**TAREAS REQUERIDAS**
1. Repite literalmente el fragmento de la reseña de "El llanto, la sangre, el fuego" que comienza en "Las formas (y" y termina en "más que conocidos.".
2. Resume en dos oraciones la reseña de "El llanto, la sangre, el fuego".

Algunas reflexiones sobre "El llanto, la sangre, el fuego", de Rafael Calero Palma
por Miguel Ávila Cabezas
Con "El llanto, la sangre, el fuego. (Relatos y poemas
de la Memoria)", Rafael Calero Palma nos restituye limpiamente la voz de la
memoria que tanto tanto se ha intentado, y aún hoy, en aras de una torticera
conciliación histórica, se intenta cercenar.
Cada crimen que el ser humano comete es una
piedra más arrojada al fondo sin pozo de la ignominia. Y son tantos los
perpetrados desde que este bípedo absurdo y atónito tuvo conciencia de sí que el
relato de ellos superaría infinitamente con creces el número de páginas de todos
los libros juntos de esa biblioteca de Babel que albergara en su laberíntica
cabeza Jorge Luis Borges, un grande de las letras, aunque minúsculo en su humana
entidad frente a la dictadura argentina, que, como todas las dictaduras que en
la Historia Universal de la Infamia han sido, son y desgraciadamente serán, puso
una avidez insaciable en hacer del sufrimiento, la tortura y la muerte su santo
y seña, su carta de presentación más… genuina.
Las formas (y los nombres) del crimen son
incontables. Los hay de todas las tallas, colores, gustos, procedencias, estilos
y ámbitos: el familiar, el social, el institucional, el laboral, el religioso,
el sanitario,
el escolar, el medioambiental y, por supuesto, el militar, al que
nunca le tiembla el dedo para apretar el gatillo y ha sido, desde siempre,
inasequible al desaliento. No voy a desgranar aquí, pues no viene al caso,
ninguna relación de ejemplos concretos de tales humanos crímenes porque en la
memoria y a la vista de todos los aquí presentes (y también ausentes) están muy
claros y son más que conocidos.

**LISTA DE LÍNEAS**
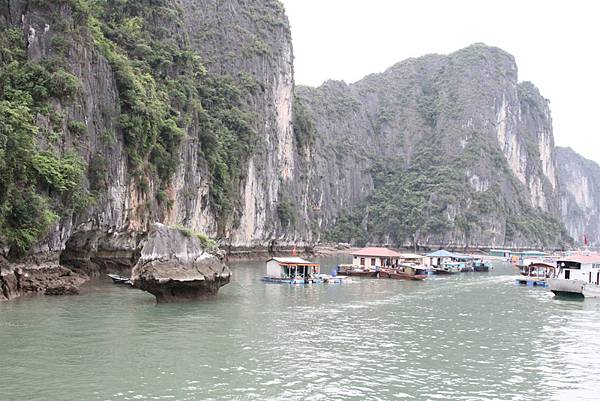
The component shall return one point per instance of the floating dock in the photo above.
(532, 281)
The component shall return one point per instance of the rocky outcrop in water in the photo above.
(439, 150)
(174, 266)
(29, 279)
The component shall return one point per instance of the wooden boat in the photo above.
(442, 270)
(120, 280)
(292, 270)
(398, 274)
(350, 270)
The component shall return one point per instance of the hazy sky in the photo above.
(555, 43)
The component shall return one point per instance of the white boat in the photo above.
(292, 270)
(577, 275)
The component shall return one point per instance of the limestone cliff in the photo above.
(580, 195)
(116, 115)
(437, 150)
(179, 112)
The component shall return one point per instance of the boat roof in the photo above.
(293, 261)
(541, 264)
(375, 251)
(442, 253)
(581, 259)
(464, 256)
(411, 256)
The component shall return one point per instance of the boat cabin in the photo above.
(585, 268)
(375, 258)
(291, 267)
(412, 258)
(504, 253)
(538, 269)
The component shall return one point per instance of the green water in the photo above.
(474, 336)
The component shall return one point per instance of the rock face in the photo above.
(580, 195)
(175, 267)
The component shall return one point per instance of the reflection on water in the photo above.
(465, 337)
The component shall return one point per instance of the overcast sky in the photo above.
(555, 43)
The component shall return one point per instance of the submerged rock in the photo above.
(174, 267)
(49, 279)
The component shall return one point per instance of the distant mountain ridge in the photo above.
(120, 114)
(452, 150)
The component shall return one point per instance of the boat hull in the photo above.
(357, 273)
(401, 275)
(445, 272)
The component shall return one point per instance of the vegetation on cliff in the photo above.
(164, 92)
(38, 184)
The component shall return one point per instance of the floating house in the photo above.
(577, 275)
(444, 262)
(375, 258)
(292, 270)
(412, 258)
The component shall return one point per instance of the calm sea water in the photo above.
(474, 336)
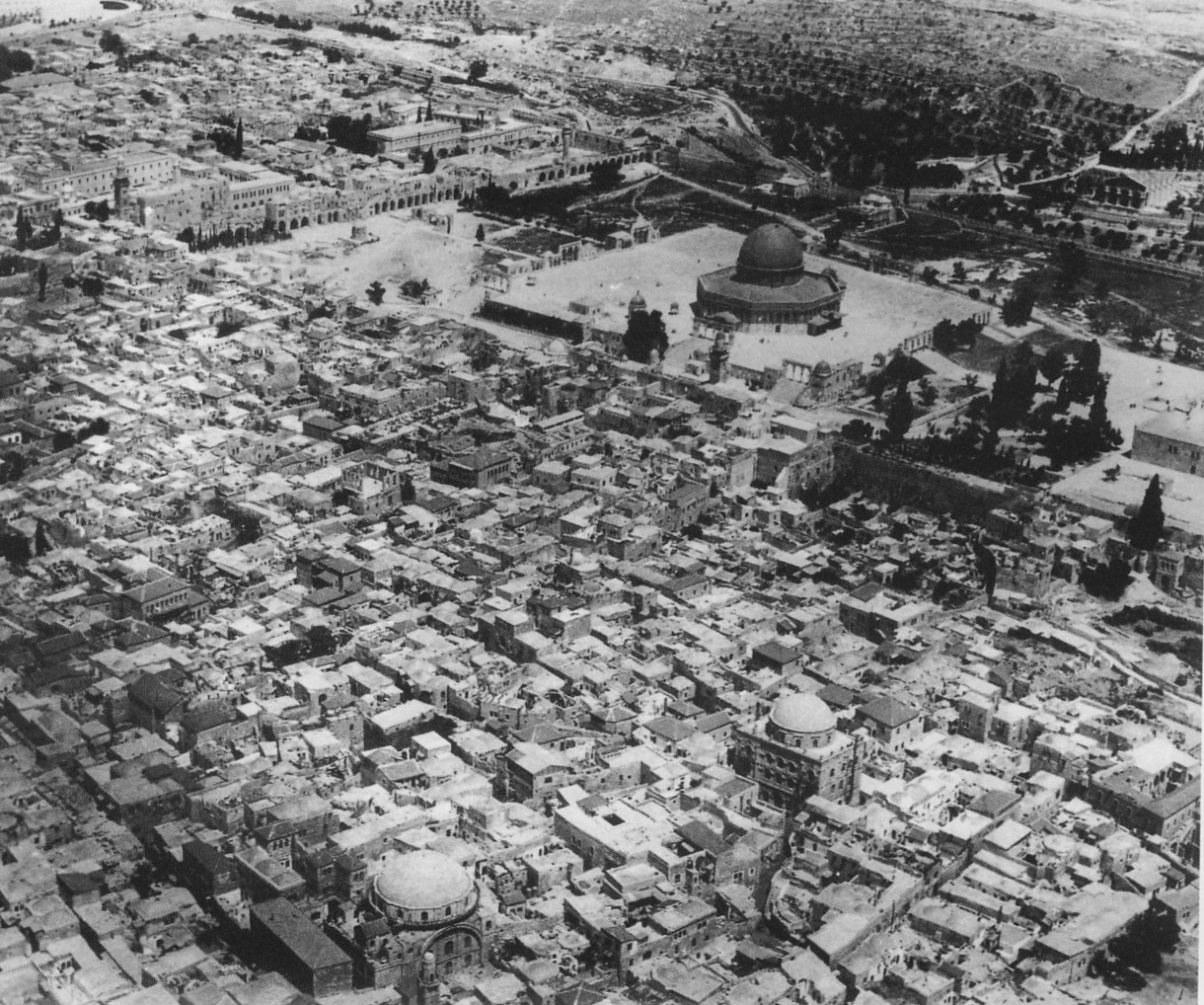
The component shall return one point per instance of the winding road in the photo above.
(1188, 92)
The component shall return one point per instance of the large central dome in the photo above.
(422, 881)
(802, 714)
(771, 256)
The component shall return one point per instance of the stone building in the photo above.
(797, 752)
(768, 290)
(419, 922)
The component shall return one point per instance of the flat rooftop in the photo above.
(1182, 496)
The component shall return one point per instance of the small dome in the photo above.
(422, 881)
(802, 714)
(771, 251)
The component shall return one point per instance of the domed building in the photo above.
(768, 290)
(420, 921)
(797, 752)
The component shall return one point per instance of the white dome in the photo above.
(422, 881)
(802, 714)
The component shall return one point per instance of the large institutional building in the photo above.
(420, 921)
(797, 752)
(768, 290)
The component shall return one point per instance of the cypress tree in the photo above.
(898, 420)
(1148, 524)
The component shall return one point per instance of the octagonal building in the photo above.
(768, 290)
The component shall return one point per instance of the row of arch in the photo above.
(382, 206)
(410, 201)
(585, 169)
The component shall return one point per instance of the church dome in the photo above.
(802, 714)
(422, 881)
(771, 253)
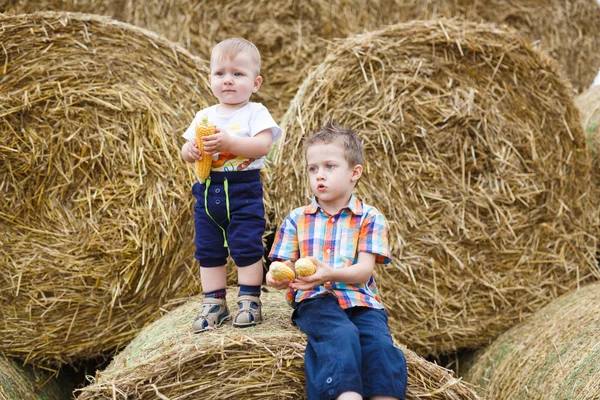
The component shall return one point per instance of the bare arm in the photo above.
(247, 147)
(355, 274)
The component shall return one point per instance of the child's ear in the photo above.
(356, 173)
(257, 83)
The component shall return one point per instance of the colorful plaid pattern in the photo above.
(336, 240)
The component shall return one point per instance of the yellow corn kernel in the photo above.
(281, 271)
(203, 128)
(305, 267)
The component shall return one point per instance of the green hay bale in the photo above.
(166, 360)
(475, 155)
(554, 354)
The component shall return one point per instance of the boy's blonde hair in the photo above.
(233, 46)
(347, 138)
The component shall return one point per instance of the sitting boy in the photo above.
(350, 353)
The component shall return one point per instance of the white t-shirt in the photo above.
(249, 120)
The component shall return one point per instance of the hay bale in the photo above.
(554, 354)
(475, 155)
(24, 382)
(95, 214)
(265, 361)
(588, 104)
(293, 36)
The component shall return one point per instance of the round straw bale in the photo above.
(475, 154)
(25, 382)
(554, 354)
(96, 229)
(260, 362)
(293, 36)
(589, 108)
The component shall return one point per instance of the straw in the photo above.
(554, 354)
(166, 360)
(96, 226)
(475, 155)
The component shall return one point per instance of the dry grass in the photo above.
(96, 227)
(293, 36)
(475, 154)
(19, 382)
(554, 354)
(166, 360)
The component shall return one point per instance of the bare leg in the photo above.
(214, 278)
(250, 275)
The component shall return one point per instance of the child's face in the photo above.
(332, 180)
(234, 79)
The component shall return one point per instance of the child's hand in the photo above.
(279, 285)
(217, 143)
(322, 275)
(192, 150)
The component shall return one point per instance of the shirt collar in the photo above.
(354, 205)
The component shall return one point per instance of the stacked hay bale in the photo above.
(95, 212)
(293, 36)
(166, 360)
(474, 153)
(19, 382)
(554, 354)
(588, 104)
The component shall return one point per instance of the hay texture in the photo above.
(166, 360)
(588, 104)
(96, 228)
(475, 155)
(554, 354)
(293, 36)
(23, 382)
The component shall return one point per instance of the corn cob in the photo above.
(305, 267)
(203, 128)
(281, 271)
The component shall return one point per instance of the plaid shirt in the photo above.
(336, 240)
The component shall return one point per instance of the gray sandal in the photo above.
(249, 312)
(214, 313)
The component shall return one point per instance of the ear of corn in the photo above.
(203, 128)
(280, 271)
(305, 267)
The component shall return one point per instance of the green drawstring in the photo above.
(226, 187)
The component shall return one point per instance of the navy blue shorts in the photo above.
(243, 226)
(349, 350)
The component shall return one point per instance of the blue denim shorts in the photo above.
(349, 350)
(229, 218)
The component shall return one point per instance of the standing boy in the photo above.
(229, 211)
(350, 353)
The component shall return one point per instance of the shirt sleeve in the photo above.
(261, 120)
(190, 132)
(373, 237)
(285, 245)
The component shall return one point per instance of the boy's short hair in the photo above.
(233, 46)
(334, 133)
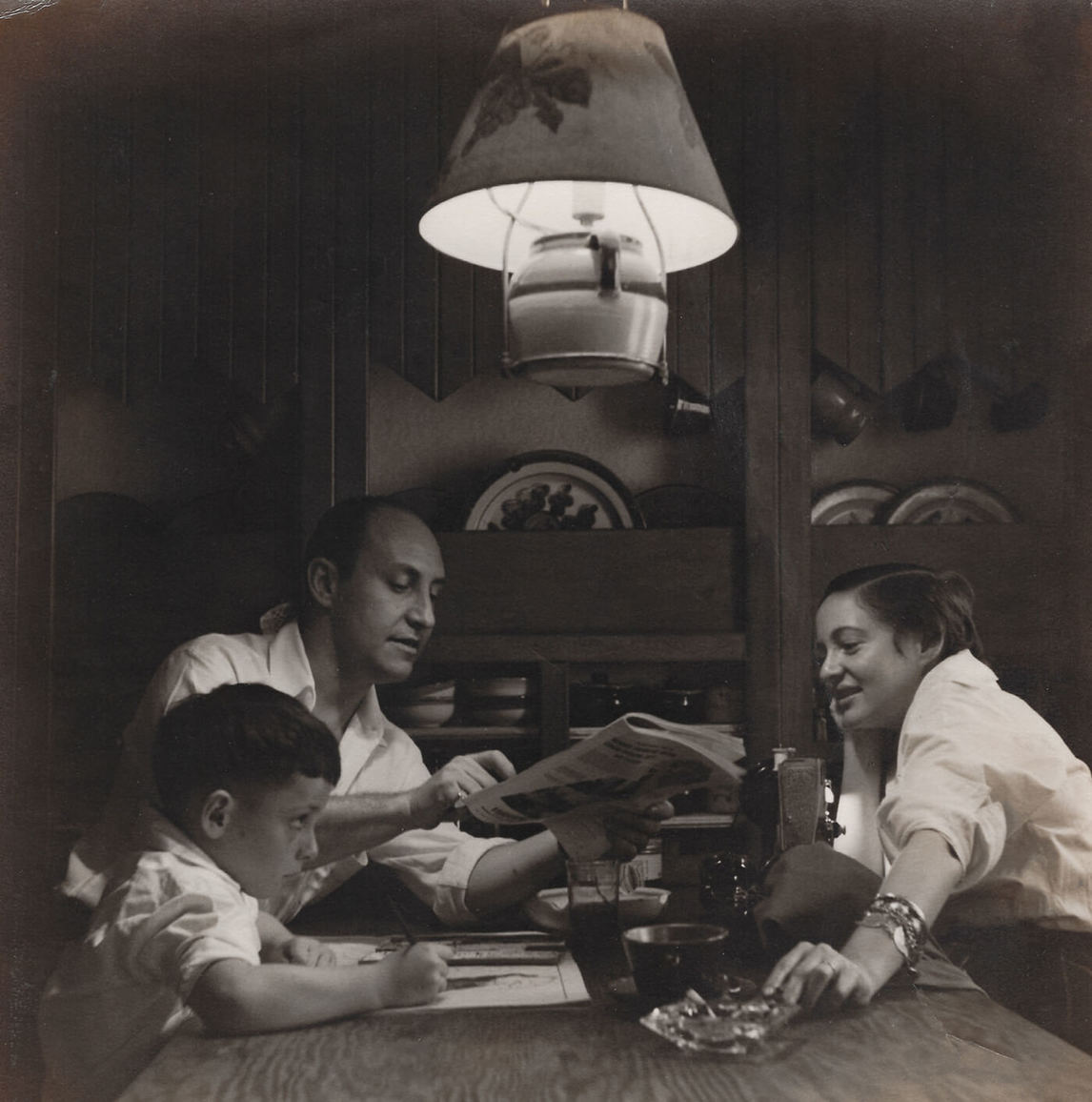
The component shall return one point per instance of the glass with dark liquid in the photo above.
(593, 907)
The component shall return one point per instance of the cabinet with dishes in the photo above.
(548, 636)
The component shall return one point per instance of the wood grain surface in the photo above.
(909, 1046)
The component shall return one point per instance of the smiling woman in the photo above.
(973, 806)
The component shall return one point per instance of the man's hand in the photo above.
(463, 776)
(629, 831)
(307, 951)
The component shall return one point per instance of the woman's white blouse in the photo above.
(983, 769)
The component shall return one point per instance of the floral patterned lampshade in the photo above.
(581, 124)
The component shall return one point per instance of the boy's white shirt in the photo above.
(120, 993)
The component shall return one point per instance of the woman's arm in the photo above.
(924, 871)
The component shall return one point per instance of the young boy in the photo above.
(242, 772)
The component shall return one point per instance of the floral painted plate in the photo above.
(858, 502)
(953, 501)
(552, 490)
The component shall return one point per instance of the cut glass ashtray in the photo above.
(738, 1027)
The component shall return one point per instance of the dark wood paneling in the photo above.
(758, 212)
(350, 248)
(597, 582)
(317, 194)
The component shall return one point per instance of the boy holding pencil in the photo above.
(178, 939)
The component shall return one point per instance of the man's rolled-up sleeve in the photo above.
(436, 866)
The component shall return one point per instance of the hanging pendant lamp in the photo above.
(581, 174)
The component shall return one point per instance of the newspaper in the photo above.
(632, 763)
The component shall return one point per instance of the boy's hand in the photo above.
(307, 951)
(415, 975)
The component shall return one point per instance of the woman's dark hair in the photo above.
(934, 605)
(238, 734)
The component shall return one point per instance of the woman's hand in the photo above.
(808, 973)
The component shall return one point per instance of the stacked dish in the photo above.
(428, 705)
(497, 702)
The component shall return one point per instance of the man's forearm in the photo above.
(508, 874)
(351, 825)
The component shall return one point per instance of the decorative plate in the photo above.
(952, 501)
(684, 507)
(858, 502)
(544, 490)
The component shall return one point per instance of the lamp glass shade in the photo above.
(586, 96)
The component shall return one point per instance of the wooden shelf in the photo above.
(462, 733)
(565, 647)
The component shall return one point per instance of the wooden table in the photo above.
(928, 1045)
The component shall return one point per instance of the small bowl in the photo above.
(423, 713)
(495, 686)
(550, 908)
(437, 690)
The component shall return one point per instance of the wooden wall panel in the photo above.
(421, 360)
(458, 74)
(350, 249)
(317, 196)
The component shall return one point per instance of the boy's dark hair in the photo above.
(935, 605)
(238, 734)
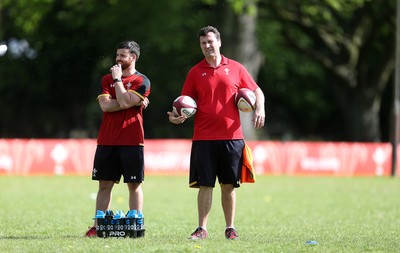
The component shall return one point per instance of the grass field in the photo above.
(276, 214)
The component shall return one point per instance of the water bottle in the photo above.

**RESPUESTAS POR TAREA**
1.
Las formas (y los nombres) del crimen son
incontables. Los hay de todas las tallas, colores, gustos, procedencias, estilos
y ámbitos: el familiar, el social, el institucional, el laboral, el religioso,
el sanitario,
el escolar, el medioambiental y, por supuesto, el militar, al que
nunca le tiembla el dedo para apretar el gatillo y ha sido, desde siempre,
inasequible al desaliento. No voy a desgranar aquí, pues no viene al caso,
ninguna relación de ejemplos concretos de tales humanos crímenes porque en la
memoria y a la vista de todos los aquí presentes (y también ausentes) están muy
claros y son más que conocidos.

2. Con "El llanto, la sangre, el fuego. (Relatos y poemas de la Memoria)", Rafael Calero Palma restituye la voz de la memoria que se ha intentado, y aún se intenta, cercenar en aras de una conciliación histórica. La reseña sostiene que los crímenes humanos son incontables en número y en formas, desde el familiar hasta el militar, y renuncia a dar ejemplos concretos porque son más que conocidos.